PROBLEM = Please recast the data below as a Markdown table with two columns, Row and Line. Give each line its own numbered row and leave out blank lines.

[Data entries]
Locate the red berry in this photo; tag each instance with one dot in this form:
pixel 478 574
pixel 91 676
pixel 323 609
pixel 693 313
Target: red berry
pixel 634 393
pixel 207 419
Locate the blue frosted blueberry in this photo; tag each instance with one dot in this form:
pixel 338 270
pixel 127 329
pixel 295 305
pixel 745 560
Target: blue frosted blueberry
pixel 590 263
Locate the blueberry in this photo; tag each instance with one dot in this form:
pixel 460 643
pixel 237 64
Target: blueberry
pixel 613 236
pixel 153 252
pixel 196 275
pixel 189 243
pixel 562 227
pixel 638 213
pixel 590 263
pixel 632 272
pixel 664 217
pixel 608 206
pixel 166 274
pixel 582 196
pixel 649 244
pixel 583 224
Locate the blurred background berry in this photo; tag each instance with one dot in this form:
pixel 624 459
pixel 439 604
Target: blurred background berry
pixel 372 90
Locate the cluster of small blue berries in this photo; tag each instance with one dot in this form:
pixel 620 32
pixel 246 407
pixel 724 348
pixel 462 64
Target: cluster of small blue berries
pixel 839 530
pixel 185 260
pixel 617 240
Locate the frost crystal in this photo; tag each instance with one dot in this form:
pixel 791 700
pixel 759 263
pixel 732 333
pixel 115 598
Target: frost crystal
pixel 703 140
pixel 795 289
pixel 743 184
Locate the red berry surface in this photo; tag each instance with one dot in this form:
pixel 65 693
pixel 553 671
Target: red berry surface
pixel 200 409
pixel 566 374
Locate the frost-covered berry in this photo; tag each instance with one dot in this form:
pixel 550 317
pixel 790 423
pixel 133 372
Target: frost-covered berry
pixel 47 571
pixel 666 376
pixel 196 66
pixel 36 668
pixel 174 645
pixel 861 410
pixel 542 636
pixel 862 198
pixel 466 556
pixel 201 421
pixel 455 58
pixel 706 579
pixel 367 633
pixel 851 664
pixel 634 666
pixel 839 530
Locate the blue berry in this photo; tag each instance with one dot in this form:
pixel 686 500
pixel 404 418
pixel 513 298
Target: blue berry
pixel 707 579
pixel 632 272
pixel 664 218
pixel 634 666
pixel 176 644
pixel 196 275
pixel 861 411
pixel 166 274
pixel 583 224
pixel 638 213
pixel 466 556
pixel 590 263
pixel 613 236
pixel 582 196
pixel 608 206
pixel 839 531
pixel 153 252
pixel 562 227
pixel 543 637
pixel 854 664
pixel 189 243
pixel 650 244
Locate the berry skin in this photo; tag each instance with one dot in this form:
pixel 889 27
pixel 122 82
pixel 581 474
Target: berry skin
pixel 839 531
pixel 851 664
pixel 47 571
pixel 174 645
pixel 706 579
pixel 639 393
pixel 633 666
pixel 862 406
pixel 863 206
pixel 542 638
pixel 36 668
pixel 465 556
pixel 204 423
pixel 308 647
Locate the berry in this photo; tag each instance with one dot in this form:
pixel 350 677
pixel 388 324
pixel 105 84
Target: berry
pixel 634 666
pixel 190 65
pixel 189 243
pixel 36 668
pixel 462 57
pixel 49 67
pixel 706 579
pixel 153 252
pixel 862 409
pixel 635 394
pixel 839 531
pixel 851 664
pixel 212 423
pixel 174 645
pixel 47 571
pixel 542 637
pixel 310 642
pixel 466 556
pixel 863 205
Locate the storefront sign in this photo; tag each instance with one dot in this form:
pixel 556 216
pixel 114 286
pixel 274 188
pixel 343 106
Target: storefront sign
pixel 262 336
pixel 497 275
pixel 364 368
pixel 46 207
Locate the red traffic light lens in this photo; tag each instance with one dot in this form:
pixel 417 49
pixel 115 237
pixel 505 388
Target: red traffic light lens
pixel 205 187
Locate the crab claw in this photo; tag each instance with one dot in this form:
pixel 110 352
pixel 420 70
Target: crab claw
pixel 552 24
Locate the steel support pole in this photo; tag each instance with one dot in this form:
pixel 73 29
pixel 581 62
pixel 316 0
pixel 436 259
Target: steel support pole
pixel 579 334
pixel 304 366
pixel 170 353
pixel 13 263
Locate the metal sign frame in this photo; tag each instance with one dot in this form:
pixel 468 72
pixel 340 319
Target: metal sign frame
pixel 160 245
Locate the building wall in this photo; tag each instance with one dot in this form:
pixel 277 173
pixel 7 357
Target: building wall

SOLVED EXERCISE =
| Row | Line |
|---|---|
| 1 | Locate the red berry in this photo; tag each instance with one dot in this form: |
| 2 | pixel 478 574 |
| 3 | pixel 91 676 |
| 4 | pixel 323 609 |
| 5 | pixel 693 313 |
| 6 | Target: red berry |
| 7 | pixel 634 393 |
| 8 | pixel 207 419 |
| 9 | Locate the blue frosted blueberry in this photo; tag each instance with one dot in this form: |
| 10 | pixel 338 270 |
| 11 | pixel 127 329 |
| 12 | pixel 295 305 |
| 13 | pixel 745 560 |
| 14 | Target: blue frosted blueberry |
| 15 | pixel 590 263 |
| 16 | Locate the blueberry in this photo; tag each instance with one dot in this form: |
| 17 | pixel 460 643 |
| 18 | pixel 237 64 |
| 19 | Target: blueberry |
| 20 | pixel 613 236 |
| 21 | pixel 153 252 |
| 22 | pixel 196 275 |
| 23 | pixel 189 243 |
| 24 | pixel 562 227 |
| 25 | pixel 638 213 |
| 26 | pixel 590 263 |
| 27 | pixel 632 272 |
| 28 | pixel 664 217 |
| 29 | pixel 608 206 |
| 30 | pixel 166 274 |
| 31 | pixel 582 196 |
| 32 | pixel 649 244 |
| 33 | pixel 583 224 |
| 34 | Locate the blurred background berry in this photo; tag each instance with one dot in this form: |
| 35 | pixel 624 459 |
| 36 | pixel 439 604 |
| 37 | Target: blurred background berry |
| 38 | pixel 372 90 |
| 39 | Locate the cluster of small blue berries in this photo; tag each instance with one dot in this form: |
| 40 | pixel 620 32 |
| 41 | pixel 246 407 |
| 42 | pixel 724 348 |
| 43 | pixel 462 64 |
| 44 | Target: cluster of small blue berries |
| 45 | pixel 839 530 |
| 46 | pixel 185 260 |
| 47 | pixel 617 240 |
| 48 | Locate the frost crystal in this photo; tag each instance with one dot in this form: |
| 49 | pixel 791 700 |
| 50 | pixel 759 263 |
| 51 | pixel 732 333 |
| 52 | pixel 115 598 |
| 53 | Target: frost crystal |
| 54 | pixel 703 140 |
| 55 | pixel 795 289 |
| 56 | pixel 743 184 |
| 57 | Locate the red berry surface in this photo; tag each instance with one dot in this form: |
| 58 | pixel 65 693 |
| 59 | pixel 553 671 |
| 60 | Target: red berry surface |
| 61 | pixel 200 409 |
| 62 | pixel 566 374 |
| 63 | Locate the frost-covered berry in this photo; tag each instance with one dot in this form: |
| 64 | pixel 550 317 |
| 65 | pixel 790 423 |
| 66 | pixel 133 372 |
| 67 | Target: frost-covered berry |
| 68 | pixel 47 571 |
| 69 | pixel 666 376 |
| 70 | pixel 196 66 |
| 71 | pixel 36 668 |
| 72 | pixel 174 645 |
| 73 | pixel 861 410 |
| 74 | pixel 542 636 |
| 75 | pixel 862 198 |
| 76 | pixel 466 556 |
| 77 | pixel 201 421 |
| 78 | pixel 455 58 |
| 79 | pixel 706 579 |
| 80 | pixel 367 633 |
| 81 | pixel 851 664 |
| 82 | pixel 634 666 |
| 83 | pixel 839 530 |
| 84 | Locate the blue berry in this photo; tag each instance with one dot in this form: |
| 85 | pixel 686 500 |
| 86 | pixel 404 418 |
| 87 | pixel 513 298 |
| 88 | Target: blue berry |
| 89 | pixel 707 579 |
| 90 | pixel 632 272 |
| 91 | pixel 664 218 |
| 92 | pixel 634 666 |
| 93 | pixel 176 644 |
| 94 | pixel 196 275 |
| 95 | pixel 861 411 |
| 96 | pixel 166 274 |
| 97 | pixel 583 224 |
| 98 | pixel 638 213 |
| 99 | pixel 466 556 |
| 100 | pixel 590 263 |
| 101 | pixel 613 236 |
| 102 | pixel 582 196 |
| 103 | pixel 608 206 |
| 104 | pixel 839 531 |
| 105 | pixel 153 252 |
| 106 | pixel 562 227 |
| 107 | pixel 543 637 |
| 108 | pixel 854 664 |
| 109 | pixel 189 243 |
| 110 | pixel 650 244 |
| 111 | Locate the berry skin in this photo; tag each instance with one dot in this form: |
| 112 | pixel 889 27 |
| 113 | pixel 122 82 |
| 114 | pixel 581 474 |
| 115 | Target: berry skin |
| 116 | pixel 839 531 |
| 117 | pixel 851 664 |
| 118 | pixel 47 571 |
| 119 | pixel 174 645 |
| 120 | pixel 706 579 |
| 121 | pixel 639 393 |
| 122 | pixel 633 666 |
| 123 | pixel 862 406 |
| 124 | pixel 863 206 |
| 125 | pixel 542 638 |
| 126 | pixel 36 668 |
| 127 | pixel 465 556 |
| 128 | pixel 204 423 |
| 129 | pixel 308 647 |
| 130 | Locate the berry in this photo; tag each instance with one dot in this form: |
| 131 | pixel 350 677 |
| 132 | pixel 388 324 |
| 133 | pixel 105 84 |
| 134 | Target: berry |
| 135 | pixel 634 666 |
| 136 | pixel 190 65 |
| 137 | pixel 189 243 |
| 138 | pixel 36 668 |
| 139 | pixel 462 57 |
| 140 | pixel 49 67 |
| 141 | pixel 706 579 |
| 142 | pixel 153 252 |
| 143 | pixel 862 409 |
| 144 | pixel 635 394 |
| 145 | pixel 839 531 |
| 146 | pixel 851 664 |
| 147 | pixel 212 423 |
| 148 | pixel 174 645 |
| 149 | pixel 47 571 |
| 150 | pixel 542 637 |
| 151 | pixel 310 642 |
| 152 | pixel 466 556 |
| 153 | pixel 863 205 |
| 154 | Locate the storefront sign in this photo; tag each instance with one dot in this form: |
| 155 | pixel 556 216 |
| 156 | pixel 114 286 |
| 157 | pixel 274 188 |
| 158 | pixel 343 106 |
| 159 | Target: storefront sign |
| 160 | pixel 262 336 |
| 161 | pixel 497 275 |
| 162 | pixel 364 368 |
| 163 | pixel 46 207 |
| 164 | Locate the red traffic light lens in this photo; tag each instance with one dot in this form: |
| 165 | pixel 417 49 |
| 166 | pixel 115 237 |
| 167 | pixel 505 388 |
| 168 | Target: red traffic light lens |
| 169 | pixel 205 187 |
| 170 | Locate the crab claw in this photo; tag each instance with one dot in this form: |
| 171 | pixel 110 352 |
| 172 | pixel 420 70 |
| 173 | Target: crab claw |
| 174 | pixel 552 24 |
| 175 | Locate the steel support pole in this photo; tag each instance with one dot in this form: |
| 176 | pixel 73 29 |
| 177 | pixel 581 62 |
| 178 | pixel 316 0 |
| 179 | pixel 436 259 |
| 180 | Target: steel support pole |
| 181 | pixel 579 334 |
| 182 | pixel 304 366 |
| 183 | pixel 170 353 |
| 184 | pixel 13 263 |
| 185 | Locate the metal sign frame in this photo; tag each instance with one dot in this form: |
| 186 | pixel 468 72 |
| 187 | pixel 340 319 |
| 188 | Target: metal sign frame |
| 189 | pixel 160 245 |
| 190 | Locate the building wall in this photo; tag each instance with one dot in this form: |
| 191 | pixel 277 173 |
| 192 | pixel 7 357 |
| 193 | Target: building wall |